• _SET PROBLEM_
Transcribe everything from the start of the data down to and including the line that contains "(1079, 499)", reproducing each line without alteration.

[Portion of a data file]
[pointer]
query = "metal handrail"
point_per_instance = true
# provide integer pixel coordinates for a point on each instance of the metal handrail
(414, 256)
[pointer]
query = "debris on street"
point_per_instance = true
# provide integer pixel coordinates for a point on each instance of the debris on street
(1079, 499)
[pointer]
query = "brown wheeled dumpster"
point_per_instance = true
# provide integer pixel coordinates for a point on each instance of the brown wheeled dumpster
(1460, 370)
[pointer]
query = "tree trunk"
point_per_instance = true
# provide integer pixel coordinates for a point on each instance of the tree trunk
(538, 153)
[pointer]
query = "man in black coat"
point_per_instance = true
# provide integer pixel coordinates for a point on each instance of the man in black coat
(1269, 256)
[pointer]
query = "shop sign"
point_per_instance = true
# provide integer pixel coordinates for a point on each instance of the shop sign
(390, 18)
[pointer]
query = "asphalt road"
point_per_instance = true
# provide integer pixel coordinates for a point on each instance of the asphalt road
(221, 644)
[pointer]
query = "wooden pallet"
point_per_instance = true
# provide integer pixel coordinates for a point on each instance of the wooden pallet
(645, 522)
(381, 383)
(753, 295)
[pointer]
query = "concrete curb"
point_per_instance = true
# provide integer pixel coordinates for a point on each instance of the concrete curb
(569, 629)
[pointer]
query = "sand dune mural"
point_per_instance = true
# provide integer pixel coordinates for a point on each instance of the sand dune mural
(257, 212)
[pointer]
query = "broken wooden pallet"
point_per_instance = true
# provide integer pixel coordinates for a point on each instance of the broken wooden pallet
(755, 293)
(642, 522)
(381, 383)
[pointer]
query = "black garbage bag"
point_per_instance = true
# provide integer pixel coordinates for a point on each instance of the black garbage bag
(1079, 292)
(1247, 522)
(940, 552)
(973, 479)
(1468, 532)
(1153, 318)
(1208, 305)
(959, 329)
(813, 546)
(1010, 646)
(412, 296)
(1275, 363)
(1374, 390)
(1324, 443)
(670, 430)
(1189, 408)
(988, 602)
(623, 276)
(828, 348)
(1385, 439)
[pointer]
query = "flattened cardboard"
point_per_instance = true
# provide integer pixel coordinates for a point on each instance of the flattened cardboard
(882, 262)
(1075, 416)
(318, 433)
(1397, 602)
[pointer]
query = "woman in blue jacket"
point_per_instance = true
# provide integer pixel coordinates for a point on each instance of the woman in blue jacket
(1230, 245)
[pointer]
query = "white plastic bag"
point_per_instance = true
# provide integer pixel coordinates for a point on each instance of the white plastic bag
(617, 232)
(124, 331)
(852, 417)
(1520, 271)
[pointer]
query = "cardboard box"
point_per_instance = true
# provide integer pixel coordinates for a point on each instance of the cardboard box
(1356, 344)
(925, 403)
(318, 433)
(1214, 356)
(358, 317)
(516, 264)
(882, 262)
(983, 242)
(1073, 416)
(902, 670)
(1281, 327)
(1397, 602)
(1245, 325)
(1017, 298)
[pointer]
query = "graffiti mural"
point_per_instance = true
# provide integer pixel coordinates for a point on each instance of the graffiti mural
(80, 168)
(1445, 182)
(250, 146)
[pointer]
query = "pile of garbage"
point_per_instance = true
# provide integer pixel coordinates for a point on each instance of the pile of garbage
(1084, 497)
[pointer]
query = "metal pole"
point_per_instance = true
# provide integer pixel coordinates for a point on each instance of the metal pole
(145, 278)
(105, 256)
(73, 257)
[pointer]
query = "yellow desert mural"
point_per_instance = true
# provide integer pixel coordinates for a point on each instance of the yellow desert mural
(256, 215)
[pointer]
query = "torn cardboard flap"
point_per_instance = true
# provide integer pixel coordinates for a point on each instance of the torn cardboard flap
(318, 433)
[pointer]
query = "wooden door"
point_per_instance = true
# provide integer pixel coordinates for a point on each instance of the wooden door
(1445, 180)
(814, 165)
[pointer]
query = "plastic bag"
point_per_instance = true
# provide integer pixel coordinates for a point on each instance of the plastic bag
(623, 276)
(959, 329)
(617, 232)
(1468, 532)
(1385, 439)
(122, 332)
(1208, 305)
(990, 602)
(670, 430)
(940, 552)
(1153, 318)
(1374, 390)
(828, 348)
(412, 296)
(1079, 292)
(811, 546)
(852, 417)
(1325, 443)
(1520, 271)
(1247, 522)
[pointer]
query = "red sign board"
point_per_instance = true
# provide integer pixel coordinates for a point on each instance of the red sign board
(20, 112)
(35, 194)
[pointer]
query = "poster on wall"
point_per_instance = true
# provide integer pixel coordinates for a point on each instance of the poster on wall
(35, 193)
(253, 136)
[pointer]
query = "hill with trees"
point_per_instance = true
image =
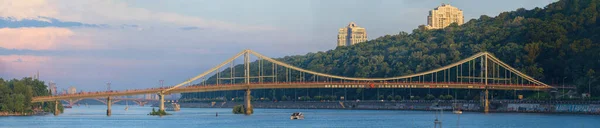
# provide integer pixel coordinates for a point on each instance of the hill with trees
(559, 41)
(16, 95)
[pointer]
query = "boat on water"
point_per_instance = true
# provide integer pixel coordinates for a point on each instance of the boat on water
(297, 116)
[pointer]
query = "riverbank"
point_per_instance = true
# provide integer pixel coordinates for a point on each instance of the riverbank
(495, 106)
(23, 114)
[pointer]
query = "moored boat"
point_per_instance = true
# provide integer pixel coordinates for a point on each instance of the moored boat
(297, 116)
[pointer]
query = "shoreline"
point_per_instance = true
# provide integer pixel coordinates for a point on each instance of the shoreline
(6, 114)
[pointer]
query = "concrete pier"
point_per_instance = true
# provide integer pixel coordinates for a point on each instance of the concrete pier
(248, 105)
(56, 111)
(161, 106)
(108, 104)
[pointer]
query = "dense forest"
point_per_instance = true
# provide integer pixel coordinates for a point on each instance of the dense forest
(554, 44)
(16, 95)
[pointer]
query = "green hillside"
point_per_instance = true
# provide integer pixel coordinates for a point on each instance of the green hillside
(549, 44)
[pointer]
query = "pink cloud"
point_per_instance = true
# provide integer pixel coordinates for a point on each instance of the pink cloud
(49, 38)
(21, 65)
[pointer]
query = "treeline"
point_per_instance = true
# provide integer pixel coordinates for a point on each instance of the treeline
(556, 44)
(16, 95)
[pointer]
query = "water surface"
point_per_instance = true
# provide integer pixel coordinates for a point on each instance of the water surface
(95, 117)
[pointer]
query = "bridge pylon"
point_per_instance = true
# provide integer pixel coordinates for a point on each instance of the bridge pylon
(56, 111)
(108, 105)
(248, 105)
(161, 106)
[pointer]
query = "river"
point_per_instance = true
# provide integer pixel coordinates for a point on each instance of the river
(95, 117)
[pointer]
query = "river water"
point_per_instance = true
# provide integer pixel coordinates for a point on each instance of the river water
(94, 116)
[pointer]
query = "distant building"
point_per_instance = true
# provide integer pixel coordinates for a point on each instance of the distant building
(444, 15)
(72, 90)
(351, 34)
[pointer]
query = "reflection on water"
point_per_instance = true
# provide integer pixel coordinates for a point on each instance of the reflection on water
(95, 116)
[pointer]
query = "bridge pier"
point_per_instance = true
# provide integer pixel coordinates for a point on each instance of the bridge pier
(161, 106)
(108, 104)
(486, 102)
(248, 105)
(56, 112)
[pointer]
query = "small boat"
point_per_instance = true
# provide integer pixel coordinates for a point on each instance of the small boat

• _WRITTEN RESPONSE_
[pointer]
query = "metal handrail"
point_per_instance = true
# provide integer pixel coordinates for a point on each instance of the metal handrail
(414, 256)
[pointer]
query = "debris on street"
point_per_instance = true
# provide integer pixel coordinates for a point on each instance of the debris on street
(1079, 499)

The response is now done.